_Stated goal_
Set down the lines of the records starting at the line containing "Target: sandy beach" and ending at the end of the records, both included, copying them exactly.

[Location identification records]
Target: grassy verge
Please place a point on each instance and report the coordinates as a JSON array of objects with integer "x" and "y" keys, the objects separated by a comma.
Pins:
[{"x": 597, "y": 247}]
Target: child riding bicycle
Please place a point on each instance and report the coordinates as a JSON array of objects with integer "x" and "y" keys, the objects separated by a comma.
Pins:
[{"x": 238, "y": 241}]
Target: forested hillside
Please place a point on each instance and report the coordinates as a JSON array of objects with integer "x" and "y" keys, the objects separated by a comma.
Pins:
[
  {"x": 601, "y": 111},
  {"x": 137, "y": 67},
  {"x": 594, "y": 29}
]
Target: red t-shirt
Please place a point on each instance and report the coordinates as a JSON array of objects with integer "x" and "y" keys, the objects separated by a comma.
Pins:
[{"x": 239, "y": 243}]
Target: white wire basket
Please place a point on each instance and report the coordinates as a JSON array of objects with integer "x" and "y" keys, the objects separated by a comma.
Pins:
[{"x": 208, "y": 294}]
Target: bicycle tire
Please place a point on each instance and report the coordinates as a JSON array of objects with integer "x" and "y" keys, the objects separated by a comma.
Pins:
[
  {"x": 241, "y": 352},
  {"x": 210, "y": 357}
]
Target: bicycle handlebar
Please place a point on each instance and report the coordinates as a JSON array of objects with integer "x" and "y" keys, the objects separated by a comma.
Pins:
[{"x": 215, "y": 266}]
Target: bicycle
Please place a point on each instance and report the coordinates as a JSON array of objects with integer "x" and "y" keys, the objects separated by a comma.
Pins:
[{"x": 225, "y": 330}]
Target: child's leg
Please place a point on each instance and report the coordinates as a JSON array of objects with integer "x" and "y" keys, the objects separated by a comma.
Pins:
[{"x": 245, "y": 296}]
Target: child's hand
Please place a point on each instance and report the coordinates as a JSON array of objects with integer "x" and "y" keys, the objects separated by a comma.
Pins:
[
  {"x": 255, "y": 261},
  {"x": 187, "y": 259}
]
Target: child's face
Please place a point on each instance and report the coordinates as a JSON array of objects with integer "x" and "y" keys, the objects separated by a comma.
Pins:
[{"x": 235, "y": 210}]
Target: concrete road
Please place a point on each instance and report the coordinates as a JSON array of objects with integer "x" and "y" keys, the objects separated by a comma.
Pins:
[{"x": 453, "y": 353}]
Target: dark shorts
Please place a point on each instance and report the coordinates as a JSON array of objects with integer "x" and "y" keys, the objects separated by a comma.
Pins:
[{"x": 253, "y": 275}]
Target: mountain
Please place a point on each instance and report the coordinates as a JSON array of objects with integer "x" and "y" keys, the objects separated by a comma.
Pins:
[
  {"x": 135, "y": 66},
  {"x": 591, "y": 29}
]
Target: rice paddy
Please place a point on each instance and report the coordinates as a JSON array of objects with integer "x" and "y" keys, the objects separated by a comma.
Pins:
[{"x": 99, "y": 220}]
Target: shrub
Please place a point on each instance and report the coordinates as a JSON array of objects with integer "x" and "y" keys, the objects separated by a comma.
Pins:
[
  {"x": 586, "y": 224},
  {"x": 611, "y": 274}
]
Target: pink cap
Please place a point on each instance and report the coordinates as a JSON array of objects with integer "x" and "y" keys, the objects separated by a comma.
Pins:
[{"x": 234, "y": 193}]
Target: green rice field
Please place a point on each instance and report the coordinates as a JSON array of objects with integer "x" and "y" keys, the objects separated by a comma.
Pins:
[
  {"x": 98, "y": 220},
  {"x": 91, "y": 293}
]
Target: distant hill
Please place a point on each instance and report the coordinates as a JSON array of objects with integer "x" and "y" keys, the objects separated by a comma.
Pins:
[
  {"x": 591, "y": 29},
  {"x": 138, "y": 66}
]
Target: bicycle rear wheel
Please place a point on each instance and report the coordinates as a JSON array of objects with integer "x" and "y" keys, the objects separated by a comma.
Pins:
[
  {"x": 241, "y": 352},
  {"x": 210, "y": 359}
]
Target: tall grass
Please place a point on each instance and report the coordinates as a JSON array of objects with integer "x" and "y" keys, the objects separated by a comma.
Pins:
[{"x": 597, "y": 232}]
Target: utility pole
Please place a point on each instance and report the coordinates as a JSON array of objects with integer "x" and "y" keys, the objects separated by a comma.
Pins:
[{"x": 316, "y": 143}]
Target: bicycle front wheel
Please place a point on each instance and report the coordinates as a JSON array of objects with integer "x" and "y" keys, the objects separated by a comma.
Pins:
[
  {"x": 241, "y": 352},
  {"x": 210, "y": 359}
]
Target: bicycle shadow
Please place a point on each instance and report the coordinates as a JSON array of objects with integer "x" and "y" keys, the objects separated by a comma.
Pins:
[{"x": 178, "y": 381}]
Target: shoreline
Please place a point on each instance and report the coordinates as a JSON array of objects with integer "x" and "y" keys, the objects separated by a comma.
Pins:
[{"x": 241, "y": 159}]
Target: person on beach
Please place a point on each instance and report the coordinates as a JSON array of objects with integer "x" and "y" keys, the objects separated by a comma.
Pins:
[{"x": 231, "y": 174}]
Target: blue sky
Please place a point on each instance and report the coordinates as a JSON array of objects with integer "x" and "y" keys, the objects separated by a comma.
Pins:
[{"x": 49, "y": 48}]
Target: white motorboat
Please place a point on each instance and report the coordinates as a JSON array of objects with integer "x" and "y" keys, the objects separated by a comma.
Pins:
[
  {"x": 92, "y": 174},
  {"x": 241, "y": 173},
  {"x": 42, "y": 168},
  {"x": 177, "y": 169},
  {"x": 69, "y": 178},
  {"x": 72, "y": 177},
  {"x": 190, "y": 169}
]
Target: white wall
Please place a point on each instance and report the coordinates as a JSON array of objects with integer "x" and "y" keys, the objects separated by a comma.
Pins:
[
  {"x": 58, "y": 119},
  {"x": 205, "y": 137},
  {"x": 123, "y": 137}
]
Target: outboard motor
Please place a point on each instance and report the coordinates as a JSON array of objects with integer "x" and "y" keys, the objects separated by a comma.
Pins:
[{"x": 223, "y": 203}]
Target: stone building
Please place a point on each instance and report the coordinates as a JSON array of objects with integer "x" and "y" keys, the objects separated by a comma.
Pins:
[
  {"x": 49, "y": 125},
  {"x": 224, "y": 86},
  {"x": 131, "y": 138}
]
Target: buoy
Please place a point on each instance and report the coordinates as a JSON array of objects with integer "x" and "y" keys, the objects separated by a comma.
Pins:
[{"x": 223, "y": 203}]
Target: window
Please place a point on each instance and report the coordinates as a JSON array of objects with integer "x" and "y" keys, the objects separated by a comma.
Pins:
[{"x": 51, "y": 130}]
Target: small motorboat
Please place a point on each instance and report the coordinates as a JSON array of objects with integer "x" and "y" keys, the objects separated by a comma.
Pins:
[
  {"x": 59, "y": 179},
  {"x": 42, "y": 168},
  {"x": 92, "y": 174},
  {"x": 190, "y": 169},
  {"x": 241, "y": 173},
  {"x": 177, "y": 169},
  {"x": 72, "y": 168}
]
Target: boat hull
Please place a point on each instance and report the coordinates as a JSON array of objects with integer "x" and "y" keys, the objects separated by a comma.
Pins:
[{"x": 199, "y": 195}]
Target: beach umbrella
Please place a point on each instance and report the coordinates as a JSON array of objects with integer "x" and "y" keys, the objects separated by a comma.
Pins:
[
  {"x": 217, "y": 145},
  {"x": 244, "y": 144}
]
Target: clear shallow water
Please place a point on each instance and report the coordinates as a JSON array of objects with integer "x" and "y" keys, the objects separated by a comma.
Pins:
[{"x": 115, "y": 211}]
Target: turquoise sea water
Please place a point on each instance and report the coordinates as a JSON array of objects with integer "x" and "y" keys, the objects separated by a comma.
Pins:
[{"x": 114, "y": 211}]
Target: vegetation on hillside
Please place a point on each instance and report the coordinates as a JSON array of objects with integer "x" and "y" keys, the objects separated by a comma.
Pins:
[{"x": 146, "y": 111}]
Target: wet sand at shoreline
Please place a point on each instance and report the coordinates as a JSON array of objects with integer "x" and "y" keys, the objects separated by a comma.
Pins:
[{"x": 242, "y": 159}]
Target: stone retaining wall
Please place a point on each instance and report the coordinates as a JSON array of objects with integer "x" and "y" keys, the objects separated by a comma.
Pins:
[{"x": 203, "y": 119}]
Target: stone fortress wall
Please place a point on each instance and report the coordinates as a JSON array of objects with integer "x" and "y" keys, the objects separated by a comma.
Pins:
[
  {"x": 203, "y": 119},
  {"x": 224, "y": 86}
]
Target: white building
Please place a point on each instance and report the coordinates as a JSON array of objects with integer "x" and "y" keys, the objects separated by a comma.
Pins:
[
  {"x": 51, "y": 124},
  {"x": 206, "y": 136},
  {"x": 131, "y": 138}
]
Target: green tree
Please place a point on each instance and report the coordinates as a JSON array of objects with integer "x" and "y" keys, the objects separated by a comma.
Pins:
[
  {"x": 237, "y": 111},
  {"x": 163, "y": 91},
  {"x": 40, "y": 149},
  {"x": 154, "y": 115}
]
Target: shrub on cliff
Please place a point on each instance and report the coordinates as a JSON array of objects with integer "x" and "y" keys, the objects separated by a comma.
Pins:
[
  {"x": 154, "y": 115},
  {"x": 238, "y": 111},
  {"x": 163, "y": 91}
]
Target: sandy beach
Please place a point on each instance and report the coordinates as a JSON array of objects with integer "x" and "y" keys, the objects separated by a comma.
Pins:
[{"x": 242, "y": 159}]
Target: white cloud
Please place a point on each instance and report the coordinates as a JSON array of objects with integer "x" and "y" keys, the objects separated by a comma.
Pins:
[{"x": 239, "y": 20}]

_Exercise output_
Target: sandy beach
Please place a point on each instance and report the coordinates as a JSON array of objects with integer "x" and "y" keys, the objects separated by a comma.
Pins:
[{"x": 242, "y": 159}]
Target: white cloud
Please place a point on each instance and report the coordinates as a JSON array of objects with integer "x" and "y" keys, the objects separated by a comma.
Pins:
[{"x": 239, "y": 20}]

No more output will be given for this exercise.